Natural-language object grounding data
_ _ _ _ _ _ _
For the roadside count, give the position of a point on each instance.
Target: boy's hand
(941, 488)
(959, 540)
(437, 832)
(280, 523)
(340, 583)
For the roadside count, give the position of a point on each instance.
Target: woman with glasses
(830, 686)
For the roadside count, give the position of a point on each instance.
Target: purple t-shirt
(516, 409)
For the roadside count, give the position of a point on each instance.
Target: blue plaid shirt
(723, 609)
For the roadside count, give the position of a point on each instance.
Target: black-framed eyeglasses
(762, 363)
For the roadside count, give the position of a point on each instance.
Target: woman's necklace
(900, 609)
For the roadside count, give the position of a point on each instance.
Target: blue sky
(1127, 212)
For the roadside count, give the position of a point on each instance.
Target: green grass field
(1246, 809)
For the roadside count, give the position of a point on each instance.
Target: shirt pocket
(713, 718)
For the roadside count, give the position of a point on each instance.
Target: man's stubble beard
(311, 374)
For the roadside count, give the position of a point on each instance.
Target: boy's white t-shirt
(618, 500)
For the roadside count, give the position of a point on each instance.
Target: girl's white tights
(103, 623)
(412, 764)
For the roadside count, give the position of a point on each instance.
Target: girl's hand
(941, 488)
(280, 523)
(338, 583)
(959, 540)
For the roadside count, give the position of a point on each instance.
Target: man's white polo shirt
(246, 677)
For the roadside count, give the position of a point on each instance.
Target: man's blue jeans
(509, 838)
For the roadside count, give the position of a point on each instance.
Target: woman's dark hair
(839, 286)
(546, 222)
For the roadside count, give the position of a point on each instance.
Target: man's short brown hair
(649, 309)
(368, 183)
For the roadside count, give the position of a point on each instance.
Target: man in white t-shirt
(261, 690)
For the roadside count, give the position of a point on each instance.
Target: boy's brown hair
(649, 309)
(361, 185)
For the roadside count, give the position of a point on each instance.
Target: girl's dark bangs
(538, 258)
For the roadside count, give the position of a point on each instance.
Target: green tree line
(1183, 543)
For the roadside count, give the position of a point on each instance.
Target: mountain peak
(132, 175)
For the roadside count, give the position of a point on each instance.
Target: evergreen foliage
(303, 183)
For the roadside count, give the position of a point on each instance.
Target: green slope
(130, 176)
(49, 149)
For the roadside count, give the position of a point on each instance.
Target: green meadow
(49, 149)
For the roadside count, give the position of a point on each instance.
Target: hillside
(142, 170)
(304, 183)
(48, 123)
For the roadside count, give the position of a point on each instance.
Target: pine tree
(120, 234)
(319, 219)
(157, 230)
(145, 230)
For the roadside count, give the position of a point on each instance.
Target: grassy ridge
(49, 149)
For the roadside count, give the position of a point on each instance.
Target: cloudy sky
_ _ _ _ _ _ _
Retype all the records above without changing a word.

For the roadside count, give the position of a point on each instance.
Target: boy's hand
(941, 488)
(959, 540)
(437, 832)
(280, 523)
(340, 583)
For the roadside count, give the position of a point on each instance.
Target: woman with glasses
(830, 686)
For the roadside count, give the position of a point on each instance.
Target: purple t-shirt
(516, 409)
For the roadside count, give the position of a point on each instance.
Target: blue plaid shirt
(723, 609)
For the roadside count, give the position of a point on each instance.
Target: black-framed eyeglasses
(762, 363)
For the roadside count, give the position of a point on each instance.
Target: woman's necklace
(900, 609)
For the roadside count, give the position of a point on each instance.
Target: blue sky
(1127, 212)
For the roadside count, give the position of a point on each instance.
Target: green grass field
(1246, 809)
For the roadside count, give the position of a point on each instance.
Target: shirt pocket
(713, 718)
For the roadside count, give the position of a point on each instance.
Target: man's stubble beard
(311, 374)
For the roadside count, give the position of a point on each instance.
Target: boy's white t-shirt
(618, 500)
For the roadside count, give the position of a point on each instance.
Target: girl's white tights
(103, 623)
(412, 764)
For the roadside count, give the position of a point on each instance.
Target: girl's hand
(941, 488)
(280, 523)
(338, 583)
(959, 540)
For the roadside count, give the position of a point on each instance.
Target: man's white polo shirt
(246, 677)
For the roadside count, give the position of a point on each instance.
Target: man's blue jeans
(509, 838)
For the roadside count, give the position of a point on each instance.
Target: woman's dark hair
(839, 286)
(546, 222)
For the roadside count, give the position of a point on each instance.
Target: man's short brown hair
(649, 309)
(368, 183)
For the roadside count, give the position of a point on each instance.
Target: man in white t-shirt
(261, 690)
For the roadside count, give the position of a point on each instance.
Target: boy's brown hair
(649, 309)
(361, 185)
For the roadside count, give the position of a point on each instance.
Target: girl's dark bangs
(538, 258)
For the roadside count, give the position of a point on each instance.
Target: green tree line
(1183, 543)
For the roadside count, give the position of a point on each instance.
Target: mountain peak
(132, 175)
For the roadside count, give the position of a point on each instance.
Target: evergreen foliage
(303, 183)
For the roadside count, give the position of a point on each instance.
Target: green slope
(130, 176)
(49, 149)
For the roadside count, give the position of a point on each instance.
Target: green meadow
(49, 149)
For the roadside count, give the position of a point on each instance.
Target: hillside
(142, 170)
(304, 183)
(48, 123)
For the roadside count, give the position of a point on each instance.
Target: pine tree
(120, 234)
(319, 219)
(157, 230)
(145, 230)
For the roadside count, give the position of a point on each instance.
Target: grassy ridge
(49, 149)
For the roadside count, give the position of a point on each instance.
Target: cloudy sky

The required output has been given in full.